# Problem description
What lines of the data hold the string "mustache"? Pull each one out.

──────── Record set

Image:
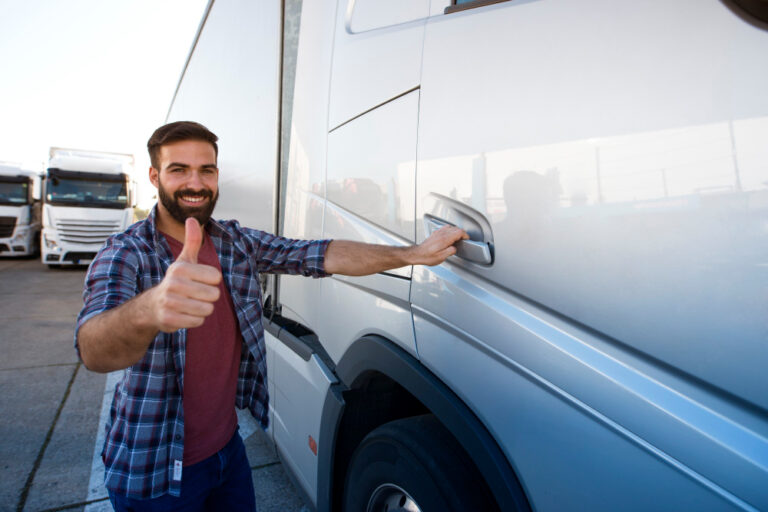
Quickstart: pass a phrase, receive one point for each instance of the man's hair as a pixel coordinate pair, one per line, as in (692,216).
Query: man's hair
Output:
(177,132)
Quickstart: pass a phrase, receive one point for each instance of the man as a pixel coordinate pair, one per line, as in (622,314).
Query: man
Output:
(179,308)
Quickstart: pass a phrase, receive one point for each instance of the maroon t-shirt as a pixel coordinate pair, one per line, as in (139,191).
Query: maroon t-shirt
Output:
(210,371)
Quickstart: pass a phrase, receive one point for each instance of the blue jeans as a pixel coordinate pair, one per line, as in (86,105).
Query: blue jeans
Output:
(220,482)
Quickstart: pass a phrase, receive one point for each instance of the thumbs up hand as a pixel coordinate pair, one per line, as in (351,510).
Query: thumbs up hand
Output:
(186,295)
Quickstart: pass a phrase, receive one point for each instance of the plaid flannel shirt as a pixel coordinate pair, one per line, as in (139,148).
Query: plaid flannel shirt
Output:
(145,431)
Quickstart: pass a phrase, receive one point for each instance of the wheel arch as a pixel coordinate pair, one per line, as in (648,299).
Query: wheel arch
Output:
(375,362)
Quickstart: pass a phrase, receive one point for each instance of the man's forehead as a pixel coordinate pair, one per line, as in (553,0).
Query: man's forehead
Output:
(190,151)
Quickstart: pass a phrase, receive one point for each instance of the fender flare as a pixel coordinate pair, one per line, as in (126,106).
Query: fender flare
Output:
(374,353)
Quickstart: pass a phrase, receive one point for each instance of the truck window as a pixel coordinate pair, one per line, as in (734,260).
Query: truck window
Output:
(463,5)
(13,193)
(74,191)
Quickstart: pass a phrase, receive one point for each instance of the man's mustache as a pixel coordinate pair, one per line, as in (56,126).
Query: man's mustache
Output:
(189,192)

────────────────

# Written solution
Quickstart: pass a phrase, receive one point for each instance of the man's mustache as a pixel coordinate pair, one per line, as in (56,126).
Query: man's mustache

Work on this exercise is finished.